* _Brief_: Reproduce exactly the lines from the start of the records through the line containing "the water, which", both included. Leave the pictures out.
※ ※ ※
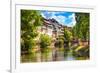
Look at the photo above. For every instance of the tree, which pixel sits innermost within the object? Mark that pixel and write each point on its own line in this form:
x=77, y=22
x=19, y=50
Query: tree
x=81, y=29
x=30, y=20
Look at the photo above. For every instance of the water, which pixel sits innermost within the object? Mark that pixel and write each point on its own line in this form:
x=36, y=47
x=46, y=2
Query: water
x=54, y=55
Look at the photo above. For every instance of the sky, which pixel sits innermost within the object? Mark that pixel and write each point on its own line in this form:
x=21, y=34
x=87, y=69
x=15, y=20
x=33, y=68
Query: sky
x=64, y=18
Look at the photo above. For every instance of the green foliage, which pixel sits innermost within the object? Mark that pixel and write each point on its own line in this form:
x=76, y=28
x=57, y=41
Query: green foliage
x=45, y=41
x=30, y=20
x=81, y=29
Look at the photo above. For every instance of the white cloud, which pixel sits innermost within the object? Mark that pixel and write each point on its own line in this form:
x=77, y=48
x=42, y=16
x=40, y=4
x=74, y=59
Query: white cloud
x=65, y=20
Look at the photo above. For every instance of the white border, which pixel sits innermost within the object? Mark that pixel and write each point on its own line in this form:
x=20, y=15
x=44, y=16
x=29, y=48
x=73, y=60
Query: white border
x=16, y=66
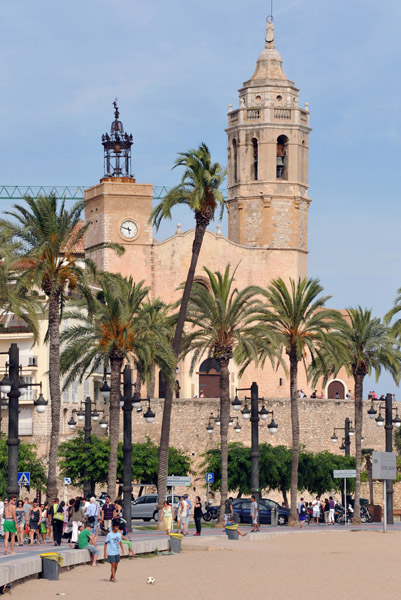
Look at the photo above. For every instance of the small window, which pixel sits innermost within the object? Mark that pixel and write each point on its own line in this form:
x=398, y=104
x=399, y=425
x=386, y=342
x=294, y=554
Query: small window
x=235, y=159
x=255, y=158
x=282, y=157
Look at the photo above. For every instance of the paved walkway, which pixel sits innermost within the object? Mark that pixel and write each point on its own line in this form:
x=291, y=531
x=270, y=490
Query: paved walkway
x=26, y=561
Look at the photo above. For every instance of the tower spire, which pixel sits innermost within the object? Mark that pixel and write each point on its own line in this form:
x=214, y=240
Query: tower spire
x=117, y=148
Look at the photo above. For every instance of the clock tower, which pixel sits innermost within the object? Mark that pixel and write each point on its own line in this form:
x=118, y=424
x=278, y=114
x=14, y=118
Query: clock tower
x=118, y=209
x=268, y=146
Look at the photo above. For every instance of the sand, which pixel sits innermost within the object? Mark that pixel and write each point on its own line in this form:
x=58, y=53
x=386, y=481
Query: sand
x=299, y=565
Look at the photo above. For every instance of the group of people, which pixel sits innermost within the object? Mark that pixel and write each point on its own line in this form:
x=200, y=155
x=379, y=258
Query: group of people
x=181, y=515
x=316, y=506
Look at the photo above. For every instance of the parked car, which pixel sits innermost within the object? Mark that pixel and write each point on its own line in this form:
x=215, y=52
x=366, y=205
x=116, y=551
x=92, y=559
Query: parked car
x=242, y=511
x=242, y=507
x=145, y=507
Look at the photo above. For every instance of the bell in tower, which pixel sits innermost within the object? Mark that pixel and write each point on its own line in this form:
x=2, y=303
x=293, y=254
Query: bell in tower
x=117, y=149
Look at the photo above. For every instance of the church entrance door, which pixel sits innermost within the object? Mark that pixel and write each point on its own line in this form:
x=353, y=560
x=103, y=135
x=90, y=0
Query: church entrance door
x=336, y=390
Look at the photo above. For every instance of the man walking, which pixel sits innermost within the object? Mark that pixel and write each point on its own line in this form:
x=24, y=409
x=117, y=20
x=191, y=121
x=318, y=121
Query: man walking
x=182, y=515
x=254, y=514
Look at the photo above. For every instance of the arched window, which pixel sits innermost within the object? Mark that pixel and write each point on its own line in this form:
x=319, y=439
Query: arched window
x=255, y=158
x=209, y=376
x=282, y=157
x=235, y=159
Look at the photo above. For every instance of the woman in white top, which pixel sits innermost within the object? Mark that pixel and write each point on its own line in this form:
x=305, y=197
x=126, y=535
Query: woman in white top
x=316, y=509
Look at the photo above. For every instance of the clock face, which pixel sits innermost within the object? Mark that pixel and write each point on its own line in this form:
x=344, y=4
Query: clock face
x=128, y=229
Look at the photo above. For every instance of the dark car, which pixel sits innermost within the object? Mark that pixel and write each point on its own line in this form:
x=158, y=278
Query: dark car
x=242, y=508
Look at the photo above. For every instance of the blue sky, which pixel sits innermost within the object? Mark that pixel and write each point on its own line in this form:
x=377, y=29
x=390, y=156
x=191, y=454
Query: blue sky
x=175, y=66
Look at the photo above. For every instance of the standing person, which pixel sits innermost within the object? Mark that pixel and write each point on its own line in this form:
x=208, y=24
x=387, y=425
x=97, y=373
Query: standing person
x=35, y=517
x=58, y=518
x=228, y=509
x=302, y=512
x=331, y=511
x=86, y=539
x=21, y=522
x=254, y=514
x=112, y=546
x=198, y=514
x=189, y=503
x=182, y=516
x=77, y=517
x=1, y=517
x=92, y=515
x=27, y=509
x=10, y=524
x=167, y=516
x=43, y=521
x=316, y=510
x=107, y=513
x=326, y=510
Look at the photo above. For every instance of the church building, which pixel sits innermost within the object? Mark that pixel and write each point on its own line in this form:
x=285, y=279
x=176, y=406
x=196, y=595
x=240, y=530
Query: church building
x=267, y=205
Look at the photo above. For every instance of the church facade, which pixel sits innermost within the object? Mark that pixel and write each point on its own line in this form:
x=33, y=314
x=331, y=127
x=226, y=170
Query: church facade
x=267, y=205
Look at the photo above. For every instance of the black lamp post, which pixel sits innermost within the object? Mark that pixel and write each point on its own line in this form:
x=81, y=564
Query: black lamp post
x=127, y=446
x=11, y=386
x=127, y=403
x=388, y=423
x=348, y=433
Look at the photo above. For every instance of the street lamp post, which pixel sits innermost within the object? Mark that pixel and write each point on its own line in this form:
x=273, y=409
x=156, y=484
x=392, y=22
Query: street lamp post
x=11, y=386
x=87, y=440
x=127, y=446
x=388, y=422
x=13, y=409
x=255, y=415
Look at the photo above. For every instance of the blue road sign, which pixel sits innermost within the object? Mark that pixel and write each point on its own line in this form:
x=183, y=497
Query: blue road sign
x=24, y=478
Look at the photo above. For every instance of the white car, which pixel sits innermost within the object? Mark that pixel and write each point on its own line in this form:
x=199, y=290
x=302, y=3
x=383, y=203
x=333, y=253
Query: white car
x=145, y=507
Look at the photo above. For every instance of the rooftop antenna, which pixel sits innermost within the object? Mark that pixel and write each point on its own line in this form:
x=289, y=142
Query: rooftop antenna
x=270, y=17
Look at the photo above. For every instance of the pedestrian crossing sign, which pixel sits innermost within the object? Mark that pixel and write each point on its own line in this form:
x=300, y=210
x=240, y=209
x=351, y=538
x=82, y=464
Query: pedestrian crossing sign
x=24, y=478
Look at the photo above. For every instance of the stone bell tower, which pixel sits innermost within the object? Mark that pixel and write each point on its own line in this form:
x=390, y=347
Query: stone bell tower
x=268, y=142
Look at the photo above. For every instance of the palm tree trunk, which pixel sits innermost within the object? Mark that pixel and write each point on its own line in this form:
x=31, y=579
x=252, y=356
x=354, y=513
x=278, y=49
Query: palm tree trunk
x=224, y=384
x=293, y=520
x=358, y=378
x=201, y=224
x=114, y=423
x=55, y=396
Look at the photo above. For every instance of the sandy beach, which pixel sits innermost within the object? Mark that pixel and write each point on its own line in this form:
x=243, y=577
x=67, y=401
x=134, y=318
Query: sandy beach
x=308, y=565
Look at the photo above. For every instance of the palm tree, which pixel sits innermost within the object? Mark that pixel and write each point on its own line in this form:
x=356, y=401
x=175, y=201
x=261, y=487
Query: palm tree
x=199, y=190
x=223, y=320
x=366, y=345
x=14, y=296
x=111, y=328
x=295, y=316
x=47, y=236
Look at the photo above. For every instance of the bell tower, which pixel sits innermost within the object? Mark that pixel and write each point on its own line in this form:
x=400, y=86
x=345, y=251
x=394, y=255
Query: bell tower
x=119, y=208
x=268, y=144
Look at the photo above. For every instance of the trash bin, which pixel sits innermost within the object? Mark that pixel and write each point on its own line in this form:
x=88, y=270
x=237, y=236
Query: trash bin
x=51, y=563
x=175, y=542
x=376, y=512
x=232, y=532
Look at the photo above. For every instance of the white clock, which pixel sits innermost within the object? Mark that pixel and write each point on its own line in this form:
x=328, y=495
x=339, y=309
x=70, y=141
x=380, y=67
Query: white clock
x=128, y=229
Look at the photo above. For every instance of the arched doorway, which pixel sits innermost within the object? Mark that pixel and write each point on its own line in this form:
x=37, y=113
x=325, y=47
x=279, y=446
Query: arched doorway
x=336, y=390
x=209, y=375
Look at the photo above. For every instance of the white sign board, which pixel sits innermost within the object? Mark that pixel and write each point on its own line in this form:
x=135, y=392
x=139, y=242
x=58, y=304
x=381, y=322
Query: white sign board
x=344, y=474
x=383, y=465
x=174, y=481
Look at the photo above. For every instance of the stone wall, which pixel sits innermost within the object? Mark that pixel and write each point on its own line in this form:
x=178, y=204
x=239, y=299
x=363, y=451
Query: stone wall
x=190, y=417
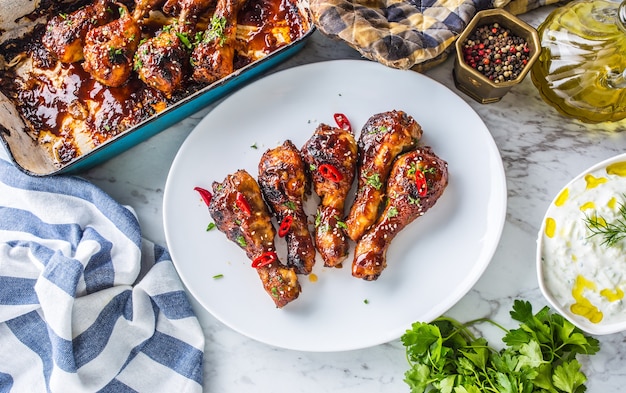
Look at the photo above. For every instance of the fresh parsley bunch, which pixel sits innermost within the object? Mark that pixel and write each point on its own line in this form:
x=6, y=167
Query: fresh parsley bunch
x=539, y=356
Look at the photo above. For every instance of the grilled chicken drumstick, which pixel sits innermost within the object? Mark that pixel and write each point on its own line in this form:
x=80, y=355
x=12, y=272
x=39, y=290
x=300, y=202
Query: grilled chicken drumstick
x=417, y=180
x=163, y=61
x=65, y=33
x=109, y=49
x=214, y=54
x=284, y=184
x=239, y=211
x=331, y=154
x=383, y=137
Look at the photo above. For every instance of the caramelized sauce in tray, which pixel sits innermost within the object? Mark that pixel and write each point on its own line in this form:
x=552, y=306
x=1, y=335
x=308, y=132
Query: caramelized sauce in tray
x=70, y=113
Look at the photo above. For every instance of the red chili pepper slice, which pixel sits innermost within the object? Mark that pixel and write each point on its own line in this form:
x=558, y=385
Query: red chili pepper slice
x=285, y=226
x=264, y=259
x=342, y=121
x=205, y=194
x=420, y=182
x=330, y=172
x=243, y=204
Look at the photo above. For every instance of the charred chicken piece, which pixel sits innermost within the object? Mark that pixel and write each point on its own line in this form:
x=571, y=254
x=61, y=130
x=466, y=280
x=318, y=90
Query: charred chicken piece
x=331, y=154
x=109, y=50
x=238, y=210
x=417, y=180
x=188, y=10
x=65, y=33
x=213, y=56
x=284, y=184
x=383, y=137
x=162, y=62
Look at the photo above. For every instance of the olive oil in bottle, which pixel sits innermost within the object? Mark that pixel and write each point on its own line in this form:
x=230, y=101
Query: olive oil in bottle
x=582, y=67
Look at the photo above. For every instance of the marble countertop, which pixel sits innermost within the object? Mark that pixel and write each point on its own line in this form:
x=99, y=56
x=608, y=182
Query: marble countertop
x=541, y=151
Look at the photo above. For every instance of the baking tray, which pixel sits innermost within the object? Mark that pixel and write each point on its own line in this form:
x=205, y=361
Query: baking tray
x=20, y=18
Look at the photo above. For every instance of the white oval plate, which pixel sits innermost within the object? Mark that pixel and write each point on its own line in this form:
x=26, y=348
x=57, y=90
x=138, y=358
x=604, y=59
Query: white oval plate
x=431, y=264
x=562, y=303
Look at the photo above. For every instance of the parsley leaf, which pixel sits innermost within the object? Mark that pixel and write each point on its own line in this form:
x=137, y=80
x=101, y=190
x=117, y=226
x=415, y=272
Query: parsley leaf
x=540, y=355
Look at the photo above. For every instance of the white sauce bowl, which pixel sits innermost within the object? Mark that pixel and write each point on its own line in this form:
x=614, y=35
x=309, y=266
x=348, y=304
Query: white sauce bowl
x=583, y=279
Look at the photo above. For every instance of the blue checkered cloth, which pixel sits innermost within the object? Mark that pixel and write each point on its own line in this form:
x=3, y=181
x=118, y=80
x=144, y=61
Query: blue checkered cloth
x=86, y=304
x=405, y=34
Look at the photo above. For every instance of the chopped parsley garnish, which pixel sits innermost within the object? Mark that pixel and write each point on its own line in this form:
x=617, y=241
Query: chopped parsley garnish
x=216, y=30
x=373, y=180
x=241, y=241
x=539, y=356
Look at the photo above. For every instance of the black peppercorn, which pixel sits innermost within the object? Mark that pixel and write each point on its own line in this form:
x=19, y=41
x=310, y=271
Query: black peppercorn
x=496, y=53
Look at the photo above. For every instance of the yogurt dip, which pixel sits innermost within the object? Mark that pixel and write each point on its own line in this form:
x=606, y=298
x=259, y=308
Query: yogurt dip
x=579, y=273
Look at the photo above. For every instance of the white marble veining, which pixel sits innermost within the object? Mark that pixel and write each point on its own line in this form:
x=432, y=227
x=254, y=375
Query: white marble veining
x=541, y=151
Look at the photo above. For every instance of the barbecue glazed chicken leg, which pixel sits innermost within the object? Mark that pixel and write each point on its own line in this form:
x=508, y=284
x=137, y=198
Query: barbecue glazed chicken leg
x=284, y=184
x=162, y=62
x=383, y=137
x=109, y=49
x=238, y=210
x=214, y=54
x=331, y=154
x=65, y=33
x=416, y=182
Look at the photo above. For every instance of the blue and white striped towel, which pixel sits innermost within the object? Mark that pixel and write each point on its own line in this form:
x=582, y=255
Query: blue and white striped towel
x=86, y=304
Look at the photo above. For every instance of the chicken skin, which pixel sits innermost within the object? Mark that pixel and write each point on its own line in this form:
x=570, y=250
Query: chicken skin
x=238, y=210
x=284, y=183
x=417, y=180
x=383, y=137
x=65, y=33
x=109, y=50
x=162, y=62
x=333, y=149
x=213, y=57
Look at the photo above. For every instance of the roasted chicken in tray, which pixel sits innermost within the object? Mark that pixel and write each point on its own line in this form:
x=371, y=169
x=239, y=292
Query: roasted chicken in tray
x=331, y=155
x=213, y=56
x=238, y=210
x=162, y=61
x=65, y=33
x=416, y=182
x=383, y=137
x=284, y=184
x=109, y=49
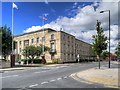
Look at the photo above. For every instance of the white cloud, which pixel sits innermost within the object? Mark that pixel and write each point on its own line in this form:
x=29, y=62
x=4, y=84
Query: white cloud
x=85, y=20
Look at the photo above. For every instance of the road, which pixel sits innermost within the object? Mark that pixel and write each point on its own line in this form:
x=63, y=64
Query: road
x=49, y=77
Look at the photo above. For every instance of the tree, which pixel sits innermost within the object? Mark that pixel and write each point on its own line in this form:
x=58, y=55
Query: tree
※ ※ ※
* _Exercise response_:
Look at the photo above. For every instance of the tree, which pixel sits innermost within the object? Mark that pixel and write each point on its own line in this form:
x=77, y=22
x=19, y=50
Query: tree
x=81, y=29
x=30, y=20
Look at the photo above. For every instance of the water, which pixel sits innermost within the object? Mark that pixel and write each point on its own line in this form:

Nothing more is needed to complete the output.